>> Begin LISTED ENTRIES
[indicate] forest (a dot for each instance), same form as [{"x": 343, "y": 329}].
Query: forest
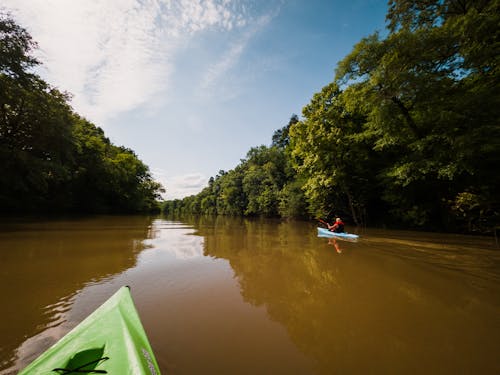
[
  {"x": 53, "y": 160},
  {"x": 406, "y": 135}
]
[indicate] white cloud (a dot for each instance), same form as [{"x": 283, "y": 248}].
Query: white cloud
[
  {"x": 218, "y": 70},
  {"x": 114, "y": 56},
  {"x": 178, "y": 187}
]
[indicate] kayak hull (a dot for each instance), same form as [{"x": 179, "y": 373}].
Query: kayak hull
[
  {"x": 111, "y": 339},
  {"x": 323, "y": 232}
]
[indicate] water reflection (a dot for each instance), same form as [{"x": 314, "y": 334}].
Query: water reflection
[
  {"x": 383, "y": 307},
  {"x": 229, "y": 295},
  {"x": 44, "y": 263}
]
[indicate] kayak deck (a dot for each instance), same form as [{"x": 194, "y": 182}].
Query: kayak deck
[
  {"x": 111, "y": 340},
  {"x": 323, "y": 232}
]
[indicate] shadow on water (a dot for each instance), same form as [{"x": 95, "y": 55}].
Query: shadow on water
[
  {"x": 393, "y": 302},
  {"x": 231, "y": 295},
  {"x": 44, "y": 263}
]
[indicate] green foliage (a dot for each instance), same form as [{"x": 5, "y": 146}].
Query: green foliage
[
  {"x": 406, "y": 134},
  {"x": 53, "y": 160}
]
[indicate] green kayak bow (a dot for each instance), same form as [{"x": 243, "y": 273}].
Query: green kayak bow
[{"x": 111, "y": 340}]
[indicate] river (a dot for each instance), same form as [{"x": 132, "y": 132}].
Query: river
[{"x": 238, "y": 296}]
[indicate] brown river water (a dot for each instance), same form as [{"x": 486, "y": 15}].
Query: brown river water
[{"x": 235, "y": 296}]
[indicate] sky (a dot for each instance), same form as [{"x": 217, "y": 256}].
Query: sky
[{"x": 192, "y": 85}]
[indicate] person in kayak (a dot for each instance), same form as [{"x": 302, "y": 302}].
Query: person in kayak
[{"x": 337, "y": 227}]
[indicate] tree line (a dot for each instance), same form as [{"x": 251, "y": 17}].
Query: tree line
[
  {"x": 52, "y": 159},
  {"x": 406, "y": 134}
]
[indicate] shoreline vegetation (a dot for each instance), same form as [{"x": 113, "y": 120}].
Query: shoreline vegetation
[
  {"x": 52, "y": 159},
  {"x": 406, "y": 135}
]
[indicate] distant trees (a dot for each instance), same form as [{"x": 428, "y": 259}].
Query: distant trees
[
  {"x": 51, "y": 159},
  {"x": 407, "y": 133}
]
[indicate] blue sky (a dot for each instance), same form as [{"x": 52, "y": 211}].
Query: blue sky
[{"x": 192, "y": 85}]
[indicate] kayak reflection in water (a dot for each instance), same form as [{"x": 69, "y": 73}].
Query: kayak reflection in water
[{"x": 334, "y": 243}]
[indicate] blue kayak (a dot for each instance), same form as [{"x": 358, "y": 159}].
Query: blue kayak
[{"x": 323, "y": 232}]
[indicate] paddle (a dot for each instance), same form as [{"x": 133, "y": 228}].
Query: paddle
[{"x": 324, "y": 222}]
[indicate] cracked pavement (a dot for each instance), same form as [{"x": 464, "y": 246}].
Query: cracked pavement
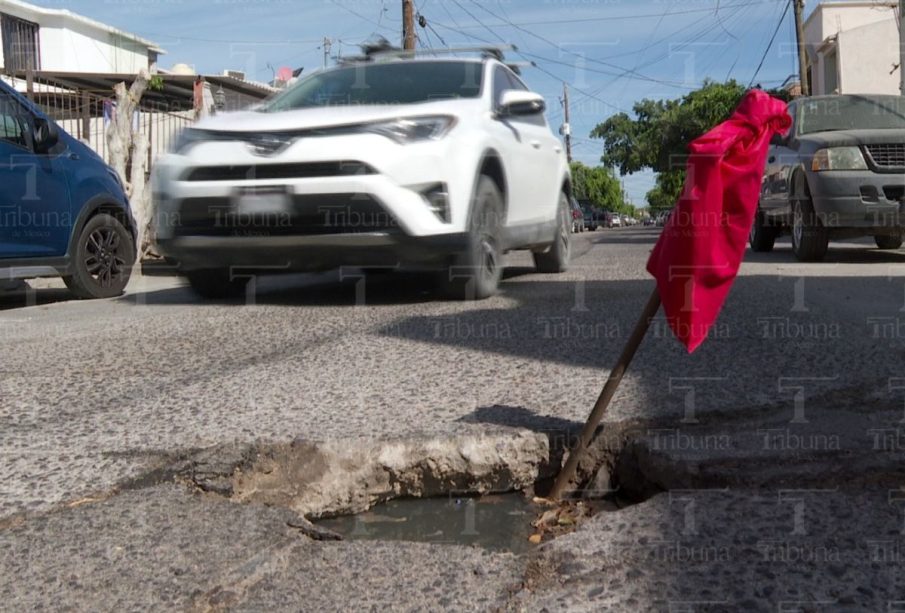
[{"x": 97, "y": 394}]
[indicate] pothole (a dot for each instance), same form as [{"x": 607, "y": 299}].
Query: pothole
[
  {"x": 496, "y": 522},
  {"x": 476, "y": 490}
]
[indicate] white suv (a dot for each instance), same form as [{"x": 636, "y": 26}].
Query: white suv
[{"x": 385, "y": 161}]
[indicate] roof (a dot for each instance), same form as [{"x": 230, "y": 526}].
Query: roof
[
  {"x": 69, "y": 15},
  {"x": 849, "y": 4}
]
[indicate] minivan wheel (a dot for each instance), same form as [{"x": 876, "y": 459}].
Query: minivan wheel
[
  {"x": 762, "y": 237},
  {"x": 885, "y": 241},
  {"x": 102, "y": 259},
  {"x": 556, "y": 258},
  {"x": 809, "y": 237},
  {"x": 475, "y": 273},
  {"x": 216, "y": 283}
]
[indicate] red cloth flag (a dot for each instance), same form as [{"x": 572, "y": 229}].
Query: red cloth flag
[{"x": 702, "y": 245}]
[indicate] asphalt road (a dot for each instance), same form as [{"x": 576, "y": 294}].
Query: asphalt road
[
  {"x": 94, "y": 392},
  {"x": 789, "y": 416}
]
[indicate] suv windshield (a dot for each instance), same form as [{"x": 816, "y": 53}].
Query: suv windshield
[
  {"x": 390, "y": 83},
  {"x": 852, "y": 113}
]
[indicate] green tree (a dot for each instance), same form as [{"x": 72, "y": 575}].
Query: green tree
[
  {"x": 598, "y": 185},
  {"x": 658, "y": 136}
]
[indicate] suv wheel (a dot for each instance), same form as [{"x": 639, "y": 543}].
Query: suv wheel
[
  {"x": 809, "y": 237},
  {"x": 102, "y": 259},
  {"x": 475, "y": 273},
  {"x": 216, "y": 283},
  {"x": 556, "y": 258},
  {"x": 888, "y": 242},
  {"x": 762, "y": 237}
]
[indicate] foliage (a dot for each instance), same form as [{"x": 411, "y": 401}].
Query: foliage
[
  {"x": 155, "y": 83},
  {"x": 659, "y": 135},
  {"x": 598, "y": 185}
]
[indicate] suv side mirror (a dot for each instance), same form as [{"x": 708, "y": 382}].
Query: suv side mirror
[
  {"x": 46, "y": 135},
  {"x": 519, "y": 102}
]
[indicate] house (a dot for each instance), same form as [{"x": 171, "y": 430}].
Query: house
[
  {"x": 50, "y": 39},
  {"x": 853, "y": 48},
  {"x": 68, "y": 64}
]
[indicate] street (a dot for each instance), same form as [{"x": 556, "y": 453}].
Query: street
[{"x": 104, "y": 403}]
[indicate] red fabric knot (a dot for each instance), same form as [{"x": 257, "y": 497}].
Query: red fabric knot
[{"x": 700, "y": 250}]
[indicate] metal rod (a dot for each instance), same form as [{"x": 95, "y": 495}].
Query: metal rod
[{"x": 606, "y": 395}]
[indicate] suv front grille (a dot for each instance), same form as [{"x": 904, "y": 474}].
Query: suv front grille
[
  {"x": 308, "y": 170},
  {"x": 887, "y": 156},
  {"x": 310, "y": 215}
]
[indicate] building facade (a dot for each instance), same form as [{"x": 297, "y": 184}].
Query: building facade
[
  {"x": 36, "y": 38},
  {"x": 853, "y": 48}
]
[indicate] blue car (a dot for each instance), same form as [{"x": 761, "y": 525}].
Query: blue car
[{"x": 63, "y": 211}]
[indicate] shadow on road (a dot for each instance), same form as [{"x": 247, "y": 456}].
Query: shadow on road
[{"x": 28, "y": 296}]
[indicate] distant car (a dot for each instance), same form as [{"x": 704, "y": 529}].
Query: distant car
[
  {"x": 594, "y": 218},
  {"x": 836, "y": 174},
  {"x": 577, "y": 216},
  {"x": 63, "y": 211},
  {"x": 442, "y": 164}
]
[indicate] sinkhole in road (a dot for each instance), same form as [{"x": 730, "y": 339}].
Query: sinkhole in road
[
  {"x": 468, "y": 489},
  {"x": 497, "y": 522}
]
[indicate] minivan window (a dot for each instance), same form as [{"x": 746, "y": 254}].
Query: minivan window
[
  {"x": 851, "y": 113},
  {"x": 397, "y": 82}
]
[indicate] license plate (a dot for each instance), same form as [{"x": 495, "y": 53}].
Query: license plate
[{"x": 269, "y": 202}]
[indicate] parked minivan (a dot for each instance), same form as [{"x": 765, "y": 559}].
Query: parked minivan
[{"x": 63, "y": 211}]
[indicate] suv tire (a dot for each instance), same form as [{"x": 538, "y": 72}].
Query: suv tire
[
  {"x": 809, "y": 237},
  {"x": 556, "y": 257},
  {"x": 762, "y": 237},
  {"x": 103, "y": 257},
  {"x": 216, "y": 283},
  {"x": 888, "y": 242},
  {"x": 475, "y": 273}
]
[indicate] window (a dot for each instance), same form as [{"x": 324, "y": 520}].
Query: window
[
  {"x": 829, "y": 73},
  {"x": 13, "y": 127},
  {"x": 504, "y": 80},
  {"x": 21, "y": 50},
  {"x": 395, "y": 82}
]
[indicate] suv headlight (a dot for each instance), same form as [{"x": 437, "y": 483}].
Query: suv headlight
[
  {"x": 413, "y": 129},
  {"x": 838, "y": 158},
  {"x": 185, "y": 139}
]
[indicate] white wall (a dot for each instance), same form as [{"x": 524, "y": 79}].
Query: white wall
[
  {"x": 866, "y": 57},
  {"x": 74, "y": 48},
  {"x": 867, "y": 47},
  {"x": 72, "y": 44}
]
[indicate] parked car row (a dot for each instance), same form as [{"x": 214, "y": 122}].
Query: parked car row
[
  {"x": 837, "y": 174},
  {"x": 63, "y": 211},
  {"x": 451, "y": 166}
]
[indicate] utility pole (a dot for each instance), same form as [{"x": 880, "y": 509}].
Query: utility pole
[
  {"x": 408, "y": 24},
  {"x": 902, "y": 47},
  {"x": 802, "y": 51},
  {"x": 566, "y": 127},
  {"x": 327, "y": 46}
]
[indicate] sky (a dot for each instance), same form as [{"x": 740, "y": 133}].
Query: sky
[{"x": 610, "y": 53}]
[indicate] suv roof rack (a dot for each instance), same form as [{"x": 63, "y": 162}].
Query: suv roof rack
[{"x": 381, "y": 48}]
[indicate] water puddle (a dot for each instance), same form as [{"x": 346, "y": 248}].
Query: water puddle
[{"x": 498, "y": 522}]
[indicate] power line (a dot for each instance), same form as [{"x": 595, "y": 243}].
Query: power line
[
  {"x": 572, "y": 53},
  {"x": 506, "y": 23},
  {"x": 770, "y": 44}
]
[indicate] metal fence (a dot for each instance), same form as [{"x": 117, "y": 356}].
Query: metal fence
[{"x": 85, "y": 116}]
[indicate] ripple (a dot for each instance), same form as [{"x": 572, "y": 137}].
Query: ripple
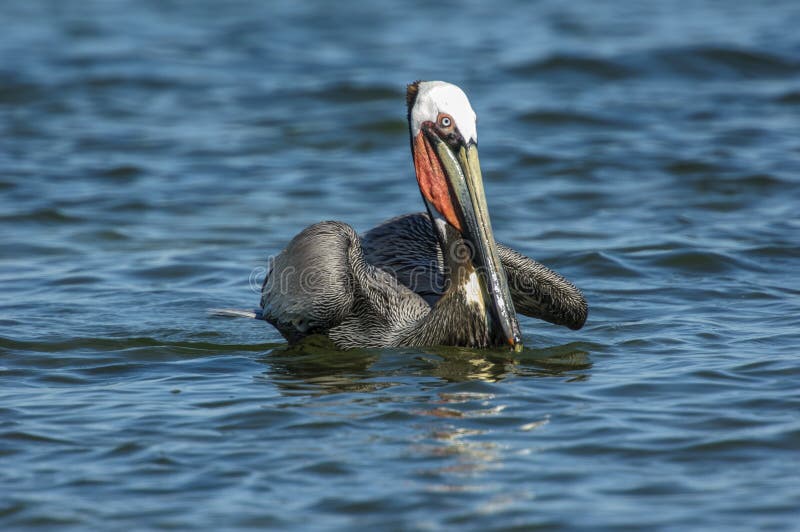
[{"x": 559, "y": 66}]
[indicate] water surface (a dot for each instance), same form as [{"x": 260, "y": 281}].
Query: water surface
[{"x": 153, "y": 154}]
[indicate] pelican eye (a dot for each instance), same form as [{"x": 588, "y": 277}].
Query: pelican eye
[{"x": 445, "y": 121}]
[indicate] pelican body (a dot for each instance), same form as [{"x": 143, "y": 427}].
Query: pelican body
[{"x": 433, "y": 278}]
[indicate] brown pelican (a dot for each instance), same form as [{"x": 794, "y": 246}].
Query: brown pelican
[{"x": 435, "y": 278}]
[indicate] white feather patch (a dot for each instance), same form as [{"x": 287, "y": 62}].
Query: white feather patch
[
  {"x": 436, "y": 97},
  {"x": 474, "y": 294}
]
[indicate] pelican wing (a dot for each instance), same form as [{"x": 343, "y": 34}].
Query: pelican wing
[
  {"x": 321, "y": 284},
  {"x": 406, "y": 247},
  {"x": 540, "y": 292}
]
>> End LISTED ENTRIES
- _GOAL_
Exactly the lines from the one containing "[indicate] utility pole" to the final line of the entries are wanted; please write them out, both ends included, but not the pictures.

- _THE RESPONSE_
[indicate] utility pole (a dot for each instance), same form as [{"x": 880, "y": 509}].
Query: utility pole
[
  {"x": 408, "y": 24},
  {"x": 902, "y": 47},
  {"x": 802, "y": 51},
  {"x": 566, "y": 127},
  {"x": 327, "y": 46}
]
[indicate] sky (a dot for each instance), same form as [{"x": 740, "y": 133}].
Query: sky
[{"x": 610, "y": 53}]
[indicate] suv roof rack (a dot for each instance), same form as [{"x": 63, "y": 162}].
Query: suv roof rack
[{"x": 381, "y": 48}]
[indicate] water puddle (a dot for each instance), same form as [{"x": 346, "y": 248}].
Query: water puddle
[{"x": 498, "y": 522}]
[indicate] power line (a dot for each instance), same form as [{"x": 595, "y": 243}].
Query: power line
[
  {"x": 572, "y": 53},
  {"x": 506, "y": 23},
  {"x": 770, "y": 44}
]
[indicate] metal fence (a dot for each instance), same form as [{"x": 117, "y": 356}].
Query: metal fence
[{"x": 85, "y": 116}]
[indicate] ripple (a dot for each instance), same form as [{"x": 572, "y": 137}].
Query: ripple
[{"x": 559, "y": 66}]
[indicate] water surface (a dot for each instance), same form as [{"x": 260, "y": 281}].
Query: water surface
[{"x": 153, "y": 154}]
[indicate] pelican eye (a dot for each instance), same form as [{"x": 588, "y": 277}].
Query: pelican eye
[{"x": 445, "y": 121}]
[indicate] pelican body (a dot for each instance), same form as [{"x": 143, "y": 427}].
Query: pelican body
[{"x": 433, "y": 278}]
[indicate] brown pelican (a dot for each instance), same form as [{"x": 794, "y": 246}].
Query: brown pelican
[{"x": 435, "y": 278}]
[indicate] white feather patch (a dot for each instance), same form as [{"x": 287, "y": 62}].
Query: white feather patch
[
  {"x": 436, "y": 97},
  {"x": 474, "y": 294}
]
[indicate] pelican wing (a dot for each instance), same form as [{"x": 343, "y": 34}].
Query: pelican wing
[
  {"x": 321, "y": 284},
  {"x": 406, "y": 247},
  {"x": 540, "y": 292}
]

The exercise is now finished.